Gegevensoverzicht:
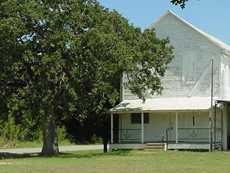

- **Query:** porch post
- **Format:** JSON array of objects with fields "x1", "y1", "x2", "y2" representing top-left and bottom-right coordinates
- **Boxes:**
[
  {"x1": 176, "y1": 112, "x2": 178, "y2": 144},
  {"x1": 111, "y1": 112, "x2": 113, "y2": 144},
  {"x1": 141, "y1": 112, "x2": 144, "y2": 144}
]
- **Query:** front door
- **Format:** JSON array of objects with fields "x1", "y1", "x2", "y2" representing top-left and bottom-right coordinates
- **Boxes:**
[{"x1": 113, "y1": 114, "x2": 119, "y2": 144}]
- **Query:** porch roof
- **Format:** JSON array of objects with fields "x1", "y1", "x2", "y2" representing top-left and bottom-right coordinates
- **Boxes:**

Wat je doet:
Wijzig in alle rijen hierboven "porch" overal in "veranda" en geef ze verder ongewijzigd terug. Laat de afbeeldingen weg.

Resultaat:
- **Query:** veranda post
- **Format:** JSON array of objects with fields "x1", "y1", "x2", "y2" representing top-left and bottom-right coordinates
- **Boxes:**
[
  {"x1": 176, "y1": 112, "x2": 178, "y2": 144},
  {"x1": 111, "y1": 112, "x2": 113, "y2": 144},
  {"x1": 141, "y1": 112, "x2": 144, "y2": 144}
]
- **Query:** front door
- **Format:** JSON array of objects with fields "x1", "y1", "x2", "y2" representing top-left and bottom-right coordinates
- **Boxes:**
[{"x1": 113, "y1": 114, "x2": 119, "y2": 144}]
- **Query:** veranda roof
- **Format:** JSON array of objects with fields "x1", "y1", "x2", "y2" representing top-left and bottom-right coordinates
- **Boxes:**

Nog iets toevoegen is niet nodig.